WORK INSTRUCTION: For the entries below, the result should be an exact transcription of the lines from the one with "box: [335, 321, 444, 487]" up to and including the one with "positive clicks: (375, 371)", and only those.

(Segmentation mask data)
Segment Open
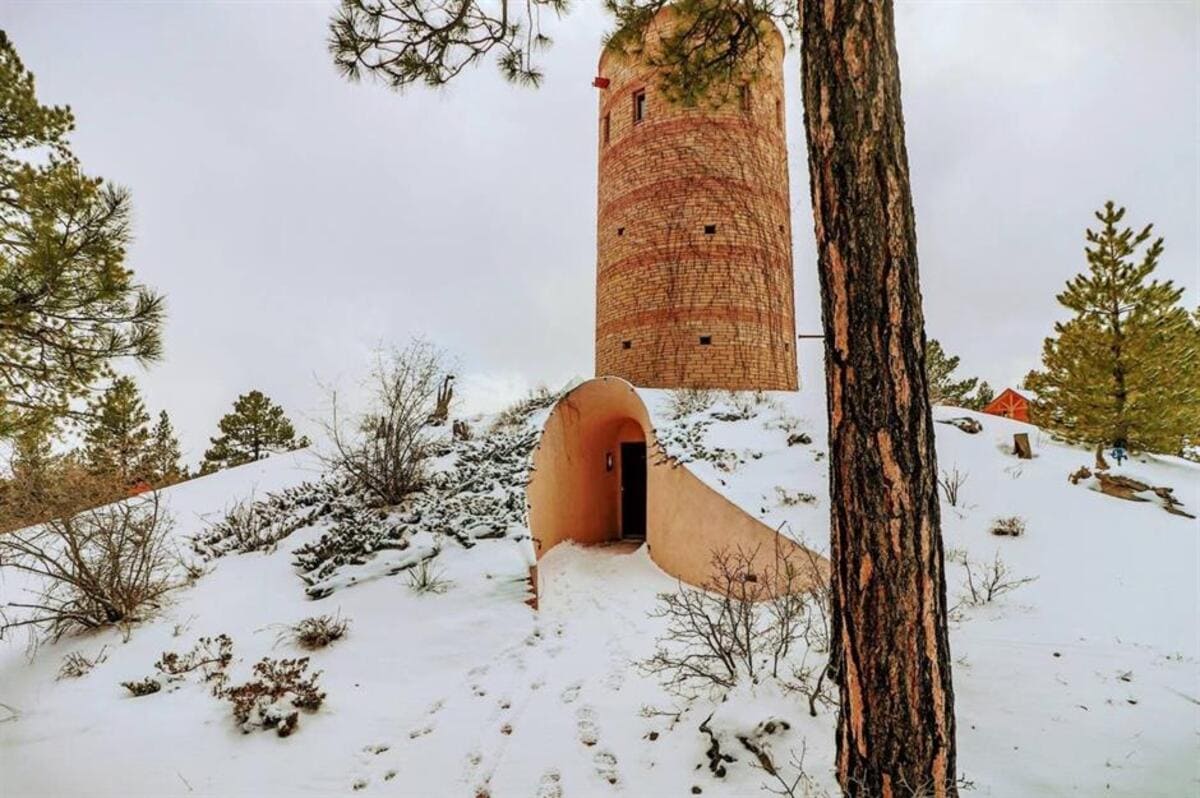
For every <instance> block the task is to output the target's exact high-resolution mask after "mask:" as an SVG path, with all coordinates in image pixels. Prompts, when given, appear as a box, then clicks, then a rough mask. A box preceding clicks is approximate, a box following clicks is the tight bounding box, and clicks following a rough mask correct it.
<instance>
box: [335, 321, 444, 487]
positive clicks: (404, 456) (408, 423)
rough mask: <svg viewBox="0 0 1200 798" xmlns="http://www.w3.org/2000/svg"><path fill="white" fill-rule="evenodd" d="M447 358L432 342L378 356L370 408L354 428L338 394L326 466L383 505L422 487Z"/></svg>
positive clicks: (375, 371)
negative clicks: (352, 481)
mask: <svg viewBox="0 0 1200 798" xmlns="http://www.w3.org/2000/svg"><path fill="white" fill-rule="evenodd" d="M445 371H446V370H445V367H444V355H443V353H442V350H440V349H438V348H436V347H434V346H433V344H431V343H428V342H427V341H421V340H414V341H413V342H410V343H409V344H408V346H407V347H406V348H403V349H385V350H380V352H378V353H376V362H374V366H373V367H372V370H371V376H370V379H368V386H370V390H371V404H370V407H368V409H367V410H366V412H365V413H362V414H360V415H359V416H358V418H355V419H354V420H353V421H352V422H350V424H349V425H347V424H346V421H344V419H343V418H342V415H341V413H340V408H338V403H337V395H336V392H335V394H332V396H331V397H330V406H331V419H330V421H329V424H326V425H325V431H326V433H328V434H329V438H330V440H331V442H332V455H330V456H326V464H328V466H330V467H331V468H334V469H337V470H338V472H341V473H344V474H346V475H347V476H349V479H350V480H352V481H353V482H354V484H355V485H356V486H358V487H359V488H360V490H361V491H364V492H365V493H366V494H368V496H371V497H373V498H374V499H376V500H377V502H378V503H379V504H382V505H395V504H398V503H400V502H401V500H402V499H403V498H404V497H406V496H408V494H409V493H412V492H414V491H416V490H418V488H420V486H421V484H422V481H424V479H425V458H426V455H427V454H428V448H430V426H428V425H430V419H431V418H432V416H433V415H434V413H436V410H437V396H438V390H439V388H440V385H442V384H443V379H444V378H445V376H446V374H445Z"/></svg>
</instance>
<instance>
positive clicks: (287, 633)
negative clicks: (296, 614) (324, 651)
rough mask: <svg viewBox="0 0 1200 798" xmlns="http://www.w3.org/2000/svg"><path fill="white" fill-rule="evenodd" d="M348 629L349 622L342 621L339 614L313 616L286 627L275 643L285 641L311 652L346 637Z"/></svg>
mask: <svg viewBox="0 0 1200 798" xmlns="http://www.w3.org/2000/svg"><path fill="white" fill-rule="evenodd" d="M349 628H350V622H349V620H346V619H343V618H342V617H341V616H340V614H336V616H329V614H325V616H314V617H312V618H305V619H304V620H301V622H299V623H296V624H293V625H290V626H287V628H286V629H284V630H283V631H282V632H281V634H280V637H278V640H277V642H278V641H283V640H287V641H290V642H292V643H294V644H296V646H299V647H300V648H304V649H306V650H310V652H311V650H316V649H318V648H325V647H326V646H329V644H330V643H334V642H336V641H338V640H341V638H342V637H346V632H347V631H349Z"/></svg>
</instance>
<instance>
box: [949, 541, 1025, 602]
mask: <svg viewBox="0 0 1200 798" xmlns="http://www.w3.org/2000/svg"><path fill="white" fill-rule="evenodd" d="M962 568H964V569H965V570H966V576H967V578H966V582H965V583H964V587H965V588H966V589H967V593H966V595H964V598H962V600H961V601H960V604H961V605H966V606H968V607H979V606H983V605H985V604H990V602H991V601H994V600H995V599H998V598H1000V596H1002V595H1004V594H1006V593H1010V592H1013V590H1015V589H1016V588H1019V587H1021V586H1022V584H1028V583H1030V582H1034V581H1037V577H1036V576H1026V577H1016V576H1013V572H1012V571H1010V570H1009V569H1008V565H1007V564H1006V563H1004V560H1002V559H1001V558H1000V552H996V556H995V557H994V558H992V560H991V563H977V562H973V560H971V559H967V558H966V557H964V559H962Z"/></svg>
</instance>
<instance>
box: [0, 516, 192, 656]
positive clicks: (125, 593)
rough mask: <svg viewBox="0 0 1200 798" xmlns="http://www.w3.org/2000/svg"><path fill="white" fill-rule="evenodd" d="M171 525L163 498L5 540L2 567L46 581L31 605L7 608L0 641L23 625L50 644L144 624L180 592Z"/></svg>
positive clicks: (45, 523)
mask: <svg viewBox="0 0 1200 798" xmlns="http://www.w3.org/2000/svg"><path fill="white" fill-rule="evenodd" d="M170 527H172V518H170V516H169V515H168V514H167V512H166V510H164V508H163V506H162V504H161V502H160V498H158V493H157V492H152V493H145V494H143V496H139V497H134V498H131V499H126V500H124V502H120V503H116V504H109V505H106V506H101V508H96V509H92V510H85V511H83V512H80V514H78V515H74V516H68V517H64V518H58V520H52V521H47V522H46V523H43V524H41V526H38V527H32V528H29V529H23V530H18V532H12V533H8V534H4V535H0V566H4V568H12V569H16V570H20V571H25V572H28V574H32V575H34V576H36V577H40V578H41V584H40V587H38V588H37V589H36V593H35V598H34V600H31V601H29V602H10V604H8V605H7V606H8V607H11V608H16V610H19V611H22V612H20V614H19V616H16V617H12V618H8V617H6V616H5V617H0V636H2V635H4V634H5V632H7V631H8V630H12V629H16V628H20V626H26V628H30V629H31V630H34V631H35V634H36V632H41V634H42V635H43V636H46V637H48V638H50V640H58V638H60V637H61V636H62V635H65V634H68V632H74V631H82V630H86V629H97V628H101V626H110V625H114V624H130V623H134V622H138V620H143V619H144V618H145V617H146V616H148V614H149V613H150V612H151V611H154V610H155V608H157V607H158V606H160V605H161V602H162V600H163V599H164V596H166V594H167V593H168V592H169V590H170V589H172V588H173V587H175V583H174V581H173V578H172V571H173V565H174V563H175V562H176V558H175V554H174V551H173V550H172V547H170V546H169V545H168V541H167V536H168V533H169V530H170Z"/></svg>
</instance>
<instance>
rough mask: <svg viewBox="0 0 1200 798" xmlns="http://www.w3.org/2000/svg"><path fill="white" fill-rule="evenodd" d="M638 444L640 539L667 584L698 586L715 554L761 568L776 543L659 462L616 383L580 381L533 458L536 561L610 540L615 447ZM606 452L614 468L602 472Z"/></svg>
mask: <svg viewBox="0 0 1200 798" xmlns="http://www.w3.org/2000/svg"><path fill="white" fill-rule="evenodd" d="M643 436H644V439H646V443H647V491H646V493H647V511H646V539H647V545H648V546H649V553H650V558H652V559H653V560H654V562H655V563H656V564H658V565H659V568H661V569H662V570H664V571H666V572H667V574H670V575H672V576H676V577H678V578H680V580H683V581H684V582H686V583H689V584H695V586H701V584H703V583H704V581H706V580H707V578H708V577H709V572H710V558H712V554H713V552H714V551H716V550H720V548H722V547H728V548H732V547H736V546H742V547H744V548H745V550H748V551H752V550H757V551H758V559H760V564H761V565H767V564H768V563H769V562H770V558H773V557H774V556H775V546H776V545H778V546H782V547H784V548H785V550H793V551H794V552H796V553H798V554H799V553H802V550H800V547H799V546H797V545H796V544H793V542H792V541H791V540H788V539H786V538H782V536H780V535H778V534H776V533H775V530H774V529H772V528H769V527H767V526H764V524H763V523H761V522H760V521H757V520H756V518H754V517H752V516H750V515H748V514H746V512H745V511H743V510H742V509H740V508H738V506H737V505H734V504H733V503H732V502H730V500H728V499H726V498H725V497H724V496H721V494H720V493H718V492H716V491H714V490H713V488H710V487H709V486H708V485H706V484H704V482H702V481H701V480H700V479H697V478H696V476H695V475H694V474H692V473H691V472H689V470H688V468H686V467H685V466H680V464H674V463H671V462H668V461H667V460H666V458H665V457H664V456H662V455H661V452H660V450H659V446H658V443H656V440H655V438H654V431H653V426H652V421H650V418H649V413H648V412H647V409H646V404H644V403H643V402H642V400H641V397H638V395H637V392H636V391H635V390H634V388H632V386H631V385H630V384H629V383H626V382H625V380H623V379H618V378H614V377H606V378H599V379H593V380H589V382H587V383H584V384H582V385H580V386H578V388H576V389H575V390H572V391H571V392H570V394H568V395H566V396H565V397H563V398H562V400H560V401H559V402H558V404H557V406H554V409H553V412H552V413H551V415H550V419H548V420H547V421H546V426H545V430H544V432H542V437H541V442H540V443H539V444H538V448H536V450H535V451H534V456H533V467H534V469H533V475H532V479H530V482H529V486H528V488H527V498H528V503H529V529H530V532H532V533H533V539H534V547H535V551H536V556H538V558H539V559H540V558H541V557H542V556H544V554H545V553H546V552H547V551H550V550H551V548H553V547H554V546H556V545H558V544H559V542H562V541H564V540H575V541H577V542H581V544H584V545H594V544H600V542H605V541H610V540H617V539H618V538H619V536H620V492H619V490H620V466H619V463H620V456H619V450H620V446H619V443H620V440H641V439H642V437H643ZM608 451H612V452H613V458H614V468H613V470H611V472H607V470H605V454H606V452H608Z"/></svg>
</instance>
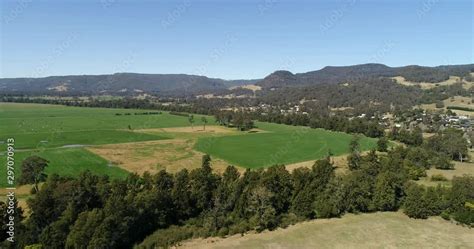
Segment Closed
RESULT:
box: [335, 321, 444, 487]
positive clicks: (404, 456) (408, 423)
rough mask: <svg viewBox="0 0 1200 798" xmlns="http://www.w3.org/2000/svg"><path fill="white" fill-rule="evenodd" d="M447 358L432 342L378 356L370 408L354 428L338 394L326 466L383 505L422 487Z"/></svg>
positive clicks: (375, 371)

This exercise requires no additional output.